══ PROVIDED MATERIAL

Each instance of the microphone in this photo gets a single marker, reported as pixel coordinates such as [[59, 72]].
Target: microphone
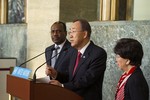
[[36, 56], [34, 75]]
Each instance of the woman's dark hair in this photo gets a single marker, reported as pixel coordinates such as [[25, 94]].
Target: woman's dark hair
[[131, 49]]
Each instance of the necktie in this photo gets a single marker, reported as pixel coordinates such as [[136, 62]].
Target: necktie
[[77, 62], [54, 55]]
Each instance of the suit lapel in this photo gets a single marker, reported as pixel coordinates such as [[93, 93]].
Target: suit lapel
[[62, 54], [84, 57]]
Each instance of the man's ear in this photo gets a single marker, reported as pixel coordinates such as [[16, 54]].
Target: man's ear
[[85, 34]]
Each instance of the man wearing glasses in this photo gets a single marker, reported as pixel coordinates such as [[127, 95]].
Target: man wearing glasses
[[87, 66]]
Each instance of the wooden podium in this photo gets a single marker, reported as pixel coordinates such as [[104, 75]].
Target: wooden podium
[[27, 90]]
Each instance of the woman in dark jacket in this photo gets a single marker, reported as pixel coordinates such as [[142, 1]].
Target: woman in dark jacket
[[132, 84]]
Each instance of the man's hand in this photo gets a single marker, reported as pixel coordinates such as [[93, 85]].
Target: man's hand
[[51, 72]]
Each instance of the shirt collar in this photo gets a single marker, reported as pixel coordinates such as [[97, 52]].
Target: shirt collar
[[60, 46]]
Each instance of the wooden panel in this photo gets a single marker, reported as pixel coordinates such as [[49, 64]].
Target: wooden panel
[[5, 64]]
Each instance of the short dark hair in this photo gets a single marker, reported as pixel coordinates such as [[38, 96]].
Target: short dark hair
[[85, 25], [63, 24], [131, 49]]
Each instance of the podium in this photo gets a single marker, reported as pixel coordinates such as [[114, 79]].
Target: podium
[[28, 90]]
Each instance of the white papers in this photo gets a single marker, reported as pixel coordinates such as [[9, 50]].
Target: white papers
[[45, 79]]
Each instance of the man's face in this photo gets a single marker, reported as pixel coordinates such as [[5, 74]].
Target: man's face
[[58, 34], [76, 35]]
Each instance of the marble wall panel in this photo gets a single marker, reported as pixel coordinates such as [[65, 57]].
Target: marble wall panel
[[13, 41]]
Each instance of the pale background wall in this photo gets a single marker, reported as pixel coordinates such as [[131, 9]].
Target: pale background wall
[[141, 10], [40, 15]]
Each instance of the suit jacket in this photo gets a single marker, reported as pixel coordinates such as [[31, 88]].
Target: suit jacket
[[62, 62], [136, 87], [88, 78]]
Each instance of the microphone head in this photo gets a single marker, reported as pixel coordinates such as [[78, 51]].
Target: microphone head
[[65, 49], [57, 47], [52, 49]]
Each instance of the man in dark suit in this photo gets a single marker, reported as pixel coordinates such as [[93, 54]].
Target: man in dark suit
[[62, 45], [86, 77]]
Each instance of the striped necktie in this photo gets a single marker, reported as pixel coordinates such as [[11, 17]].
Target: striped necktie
[[54, 55]]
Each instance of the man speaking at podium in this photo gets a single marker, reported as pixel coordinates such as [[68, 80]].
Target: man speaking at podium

════

- [YOUR INSTRUCTIONS] Give back, unchanged, every line from the one with "Each instance of the pale" to the end of the entries above.

- [SOLUTION TO THIS EXERCISE]
Each instance of the pale background wall in this photo gets a single marker, reported as pixel coordinates such as [[131, 9]].
Target: pale background wall
[[141, 10], [40, 15]]
Each instance of the suit jacket in this photo gets a single marker, reported as pixel coordinates such as [[31, 88]].
Target: suit jacket
[[62, 62], [136, 87], [88, 78]]
Each instance of the microphone head in this photo gets a single marker, reported as pixel coordinates such as [[78, 51]].
Target: microphone head
[[65, 49], [57, 47], [52, 49]]
Each instance of the man in dark suit in this photo gets a single marker, reported as pixel coordinates such as [[93, 54]].
Target: man in dark suit
[[62, 45], [86, 77]]
Each instance of the striped necktie in this photo gets a single marker, reported as pixel coordinates such as [[11, 17]].
Target: striped necktie
[[54, 55]]
Each instance of the man speaking at podium in this photo gets a single marker, reported as pixel coordinates such as [[68, 80]].
Target: man speaking at podium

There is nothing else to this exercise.